ASSIGNED TASK: In the excerpt, copy the passage from "Thank you (I" up to and including "occasionally, in jest.", replacing "admirable" with "commendable".

EXCERPT:
Nisi Dominus aedificavit domum
  • How very, very, nice!
  • Jackson,

    Thank you (I think). I urge my writing students to find better adjectives than "nice" and "cool" and "neat"..... so I'm not sure if you intend "very, very, nice" as a complement or what my mother would call "damning with faint praise".
    Thanked by 1M. Jackson Osborn
  • Chris -

    When I say 'nice' I mean 'admirable' or 'done well'. When I say 'cool' I mean, weather-wise, 'less than hot but not chilly'; or, in the case of food, 'not as hot or warm as it should be'. When I say 'neat' I mean tidy and orderly' - or 'without ice'. I do not normally use teen idioms, nor any others, except, occasionally, in jest.

    Many years ago I had a friend, Klaus Kratzenstein, from Germany, who would always say after a performance of mine that it was 'nice done, Chickson'. He could not pronounce 'Jackson' properly. A good fellow he was, a marvelous improviser in baroque or any other idiom. He is responsible for Houston's only Reger organ, that at St Vincent de Paul's, a marvelous instrument which does not receive the attention and use that it should - which is sad and not nice. He eventually moved back to Dusselforf and later died of cancer. His wife Mary-Lou de Wall-Kratzenstein is/was, also, a fine organist and scholar. The last I knew of her she was on the music faculty of one of our better universities in the great lakes area. I (and some of you may, as well) have her book, A Survey of Organ Literature and Editions, publish by the University of Iowa Press. It's nice.

    About your work and that of some others here: it is a shame (and not nice) that certain other people get published by GIA and others, their horrid works vigourously marketed and widely performed, and we have such as what you and others on our forum have done remaining unknown and not in demand. Such a cool reception of our real talent is not nice, nor not, as some would say, 'cool', and definitely lacking in intellectual neatness.

MATERIAL SHOWN:
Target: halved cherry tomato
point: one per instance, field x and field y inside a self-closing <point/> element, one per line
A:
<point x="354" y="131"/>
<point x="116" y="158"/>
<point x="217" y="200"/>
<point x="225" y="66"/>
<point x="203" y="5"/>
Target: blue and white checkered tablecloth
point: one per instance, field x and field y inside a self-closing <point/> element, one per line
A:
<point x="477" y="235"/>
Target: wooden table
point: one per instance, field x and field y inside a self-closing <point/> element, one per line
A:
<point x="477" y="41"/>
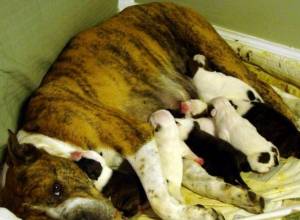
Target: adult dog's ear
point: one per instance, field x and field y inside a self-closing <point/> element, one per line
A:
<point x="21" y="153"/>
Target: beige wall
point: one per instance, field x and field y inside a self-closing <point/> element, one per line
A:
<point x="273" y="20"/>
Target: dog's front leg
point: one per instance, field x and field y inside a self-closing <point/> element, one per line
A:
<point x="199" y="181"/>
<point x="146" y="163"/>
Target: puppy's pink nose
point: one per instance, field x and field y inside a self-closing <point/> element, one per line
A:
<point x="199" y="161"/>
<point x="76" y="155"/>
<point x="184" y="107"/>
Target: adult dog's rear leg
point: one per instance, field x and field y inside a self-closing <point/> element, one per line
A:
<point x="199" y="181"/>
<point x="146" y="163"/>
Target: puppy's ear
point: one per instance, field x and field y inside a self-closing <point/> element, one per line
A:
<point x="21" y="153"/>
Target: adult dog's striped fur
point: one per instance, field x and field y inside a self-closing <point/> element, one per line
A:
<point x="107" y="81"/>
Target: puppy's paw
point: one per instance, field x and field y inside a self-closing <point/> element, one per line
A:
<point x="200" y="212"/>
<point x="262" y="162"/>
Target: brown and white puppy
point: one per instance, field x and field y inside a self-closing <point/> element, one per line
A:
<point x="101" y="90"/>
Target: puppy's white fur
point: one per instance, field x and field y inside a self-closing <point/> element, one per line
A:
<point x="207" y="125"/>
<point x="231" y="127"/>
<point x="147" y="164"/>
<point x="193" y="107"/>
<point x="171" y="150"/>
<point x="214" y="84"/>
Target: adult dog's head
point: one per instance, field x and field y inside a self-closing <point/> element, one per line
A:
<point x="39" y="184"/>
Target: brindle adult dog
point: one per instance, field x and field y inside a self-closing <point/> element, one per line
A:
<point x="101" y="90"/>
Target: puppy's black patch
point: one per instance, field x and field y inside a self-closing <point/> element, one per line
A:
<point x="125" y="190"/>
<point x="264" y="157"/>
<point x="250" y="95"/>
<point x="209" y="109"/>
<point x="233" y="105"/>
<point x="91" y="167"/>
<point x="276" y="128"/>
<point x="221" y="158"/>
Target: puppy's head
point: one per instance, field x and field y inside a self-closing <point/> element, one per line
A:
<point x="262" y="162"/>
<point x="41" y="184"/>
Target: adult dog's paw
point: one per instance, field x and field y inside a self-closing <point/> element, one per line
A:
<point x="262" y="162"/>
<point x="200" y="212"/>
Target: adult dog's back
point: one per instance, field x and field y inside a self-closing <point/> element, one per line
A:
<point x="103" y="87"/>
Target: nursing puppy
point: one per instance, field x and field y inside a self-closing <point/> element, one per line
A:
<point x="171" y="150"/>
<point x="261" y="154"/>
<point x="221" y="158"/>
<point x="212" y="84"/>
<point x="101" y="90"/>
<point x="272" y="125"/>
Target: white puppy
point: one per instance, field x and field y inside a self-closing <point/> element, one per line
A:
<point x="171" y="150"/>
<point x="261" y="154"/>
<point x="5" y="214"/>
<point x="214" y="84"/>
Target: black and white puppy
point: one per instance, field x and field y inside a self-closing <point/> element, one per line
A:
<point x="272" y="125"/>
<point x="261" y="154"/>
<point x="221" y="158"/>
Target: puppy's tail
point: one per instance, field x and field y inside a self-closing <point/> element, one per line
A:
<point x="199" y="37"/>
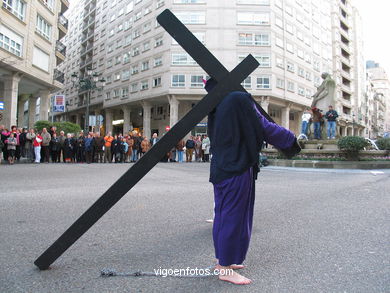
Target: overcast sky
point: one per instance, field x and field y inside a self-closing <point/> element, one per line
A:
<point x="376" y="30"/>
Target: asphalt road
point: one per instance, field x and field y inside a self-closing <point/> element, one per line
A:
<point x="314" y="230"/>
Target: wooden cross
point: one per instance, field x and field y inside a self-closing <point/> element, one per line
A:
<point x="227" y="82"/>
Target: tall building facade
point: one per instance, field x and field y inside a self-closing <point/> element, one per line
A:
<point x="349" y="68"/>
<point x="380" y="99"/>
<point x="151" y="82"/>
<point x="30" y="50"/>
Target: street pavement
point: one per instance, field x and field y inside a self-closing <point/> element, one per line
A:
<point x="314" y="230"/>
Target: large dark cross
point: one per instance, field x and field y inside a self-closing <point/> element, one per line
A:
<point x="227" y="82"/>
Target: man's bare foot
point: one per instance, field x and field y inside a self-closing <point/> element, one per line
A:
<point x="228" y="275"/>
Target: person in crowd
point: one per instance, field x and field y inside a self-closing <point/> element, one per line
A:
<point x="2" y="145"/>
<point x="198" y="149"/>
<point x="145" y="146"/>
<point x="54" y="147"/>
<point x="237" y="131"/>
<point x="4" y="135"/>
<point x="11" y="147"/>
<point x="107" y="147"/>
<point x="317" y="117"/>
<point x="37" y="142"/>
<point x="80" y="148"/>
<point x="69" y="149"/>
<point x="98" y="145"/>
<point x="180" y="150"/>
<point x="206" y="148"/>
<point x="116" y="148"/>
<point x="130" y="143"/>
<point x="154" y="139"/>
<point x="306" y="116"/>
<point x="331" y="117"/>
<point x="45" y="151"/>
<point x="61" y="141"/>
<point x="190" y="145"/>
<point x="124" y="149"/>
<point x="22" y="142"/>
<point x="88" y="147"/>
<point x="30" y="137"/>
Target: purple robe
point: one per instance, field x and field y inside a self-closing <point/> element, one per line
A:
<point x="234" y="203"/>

EXERCISE ANSWER:
Thank you (I think). I urge my writing students to find better adjectives than "nice" and "cool" and "neat"..... so I'm not sure if you intend "very, very, nice" as a complement or what my mother would call "damning with faint praise".
    Thanked by 1M. Jackson Osborn
  • Chris -

    When I say 'nice' I mean 'commendable' or 'done well'. When I say 'cool' I mean, weather-wise, 'less than hot but not chilly'; or, in the case of food, 'not as hot or warm as it should be'. When I say 'neat' I mean tidy and orderly' - or 'without ice'. I do not normally use teen idioms, nor any others, except, occasionally, in jest.